__Lesetext__
Milei hatte gewarnt, das erste Jahr werde hart, danach gehe es aufwärts. Nun sind es fast zwei Jahre. Die Inflation geht nach unten, die Armutszahlen auch - zumindest gibt das die staatliche Statistikbehörde Indec an, die laut Experten mit veralteter Methodik misst. Die Mieten explodieren seit Mileis Amtsantritt, liegen weit über der Inflation und steigen schneller als die Gehälter. Sie werden in den offiziellen Statistiken zur Armutsrate und Inflation praktisch nicht berücksichtigt.
Arbeitsmarktzahlen zeigen den Verlust von rund 250.000 Jobs, also 2,4 Prozent und 18.000 Firmenpleiten, dazu kommen zehntausende entlassene Staatsangestellte. Rund 80 Prozent der Argentinier sagen, sie hätten 2025 bereits den Gürtel enger schnallen müssen, und eine Mehrheit, dass es dem Land schlechter als im Vorjahr gehe. Nur noch 34 Prozent der Argentinier glauben, dass es besser wird.
Wo ist der Boom?
In Nordwesten von Buenos Aires, etwa eine Stunde Autofahrt von der Stadtgrenze entfernt, sind auf der Zufahrtsstraße zum Industriepark Pilar, dem größten Argentiniens, Brandspuren zu sehen. Vor dem Fabriktor des Unternehmens Ilva steht auf hochwertigen Keramikbodenplatten ein Plastikplanen-Verschlag; ein paar Männer sitzen auf Plastikstühlen und trinken Mate-Tee, andere schnippeln drinnen gespendete Zwiebeln für Empanadas klein. Gegenüber flattert ein selbst gemaltes Banner im Wind: "300 Arbeiter und Familien auf der Straße".

__Aufgabe 1__
Fasse den Lesetext in zwei Sätzen zusammen.
__Aufgabe 2__
Schreib aus dem Lesetext die Stelle von „Milei hatte gewarnt, das“ bis „praktisch nicht berücksichtigt.“ wortgetreu ab.
__Aufgabe 3__
Wie viel Prozent der Argentinier glauben laut dem Lesetext noch, dass es besser wird?
Diese Zeilen stammen aus einer anderen Quelle.

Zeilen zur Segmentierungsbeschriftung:

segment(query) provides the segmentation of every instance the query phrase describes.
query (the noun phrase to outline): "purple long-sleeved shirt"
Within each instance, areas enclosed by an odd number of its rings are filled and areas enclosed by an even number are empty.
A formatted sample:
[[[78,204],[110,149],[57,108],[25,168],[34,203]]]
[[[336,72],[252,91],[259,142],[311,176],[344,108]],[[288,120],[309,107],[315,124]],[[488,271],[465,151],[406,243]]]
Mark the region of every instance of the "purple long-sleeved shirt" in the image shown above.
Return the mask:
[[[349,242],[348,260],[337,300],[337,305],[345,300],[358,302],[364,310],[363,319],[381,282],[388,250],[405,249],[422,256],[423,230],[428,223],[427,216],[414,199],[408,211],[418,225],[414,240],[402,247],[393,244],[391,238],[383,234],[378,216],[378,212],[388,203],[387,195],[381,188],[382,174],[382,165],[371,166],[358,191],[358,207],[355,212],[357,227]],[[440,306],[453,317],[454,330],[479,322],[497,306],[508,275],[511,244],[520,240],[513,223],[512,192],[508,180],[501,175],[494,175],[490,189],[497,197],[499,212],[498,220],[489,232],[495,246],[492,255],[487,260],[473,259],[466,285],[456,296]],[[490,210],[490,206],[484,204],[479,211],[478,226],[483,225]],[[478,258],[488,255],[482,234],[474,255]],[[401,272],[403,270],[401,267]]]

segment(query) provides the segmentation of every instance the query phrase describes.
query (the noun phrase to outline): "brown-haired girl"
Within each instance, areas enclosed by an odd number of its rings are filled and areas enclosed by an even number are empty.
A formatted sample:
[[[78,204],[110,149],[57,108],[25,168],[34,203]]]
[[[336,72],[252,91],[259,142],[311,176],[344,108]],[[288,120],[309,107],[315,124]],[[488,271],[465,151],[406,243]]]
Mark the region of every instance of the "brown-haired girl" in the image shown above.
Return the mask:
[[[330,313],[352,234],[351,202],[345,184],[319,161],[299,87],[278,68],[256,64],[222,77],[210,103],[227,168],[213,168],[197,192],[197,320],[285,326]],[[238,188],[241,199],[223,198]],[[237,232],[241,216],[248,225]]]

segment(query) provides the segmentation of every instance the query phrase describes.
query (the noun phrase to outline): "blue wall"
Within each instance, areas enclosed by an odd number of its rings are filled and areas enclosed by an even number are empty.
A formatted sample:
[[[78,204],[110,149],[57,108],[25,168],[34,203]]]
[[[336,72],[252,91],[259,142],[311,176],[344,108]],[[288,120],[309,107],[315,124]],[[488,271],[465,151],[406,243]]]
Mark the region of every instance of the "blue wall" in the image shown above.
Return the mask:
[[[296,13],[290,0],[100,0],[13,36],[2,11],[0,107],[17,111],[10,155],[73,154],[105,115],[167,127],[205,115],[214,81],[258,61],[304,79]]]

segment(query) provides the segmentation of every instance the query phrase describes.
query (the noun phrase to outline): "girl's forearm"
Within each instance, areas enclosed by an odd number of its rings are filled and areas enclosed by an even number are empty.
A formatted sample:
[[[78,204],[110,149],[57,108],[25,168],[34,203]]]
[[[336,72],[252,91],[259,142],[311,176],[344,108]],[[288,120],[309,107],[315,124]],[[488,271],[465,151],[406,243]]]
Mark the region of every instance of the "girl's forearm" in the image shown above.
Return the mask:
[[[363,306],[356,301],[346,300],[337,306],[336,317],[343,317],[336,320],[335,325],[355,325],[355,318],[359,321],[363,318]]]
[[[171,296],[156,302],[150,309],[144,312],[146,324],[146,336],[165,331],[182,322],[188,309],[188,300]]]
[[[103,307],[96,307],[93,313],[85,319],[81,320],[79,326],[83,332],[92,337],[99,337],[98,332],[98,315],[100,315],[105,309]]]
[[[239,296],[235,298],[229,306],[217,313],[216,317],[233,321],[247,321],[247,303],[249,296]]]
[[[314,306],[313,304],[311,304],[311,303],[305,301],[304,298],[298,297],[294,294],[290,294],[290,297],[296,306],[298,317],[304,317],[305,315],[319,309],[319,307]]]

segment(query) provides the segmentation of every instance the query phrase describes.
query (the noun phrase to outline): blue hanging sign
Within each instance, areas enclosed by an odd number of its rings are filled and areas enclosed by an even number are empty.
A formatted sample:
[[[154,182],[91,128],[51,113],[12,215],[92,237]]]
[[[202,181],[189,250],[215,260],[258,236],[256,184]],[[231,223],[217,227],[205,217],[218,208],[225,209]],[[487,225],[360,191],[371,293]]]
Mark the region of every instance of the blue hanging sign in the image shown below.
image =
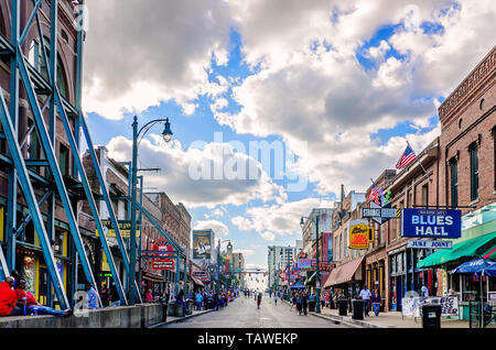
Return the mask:
[[[402,237],[461,238],[462,211],[440,209],[403,209]]]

__Antwort 1__
Nach fast zwei Jahren unter Milei sinken laut der Statistikbehörde Indec Inflation und Armutszahlen, doch die Mieten steigen schneller als Inflation und Gehälter und werden in diesen Statistiken praktisch nicht berücksichtigt. Rund 250.000 Jobs und 18.000 Firmen sind verloren gegangen, etwa 80 Prozent der Argentinier mussten 2025 sparen, und vor dem Fabriktor von Ilva im Industriepark Pilar hängt ein Banner mit der Aufschrift „300 Arbeiter und Familien auf der Straße“.

__Antwort 2__
Milei hatte gewarnt, das erste Jahr werde hart, danach gehe es aufwärts. Nun sind es fast zwei Jahre. Die Inflation geht nach unten, die Armutszahlen auch - zumindest gibt das die staatliche Statistikbehörde Indec an, die laut Experten mit veralteter Methodik misst. Die Mieten explodieren seit Mileis Amtsantritt, liegen weit über der Inflation und steigen schneller als die Gehälter. Sie werden in den offiziellen Statistiken zur Armutsrate und Inflation praktisch nicht berücksichtigt.

__Antwort 3__
34 Prozent.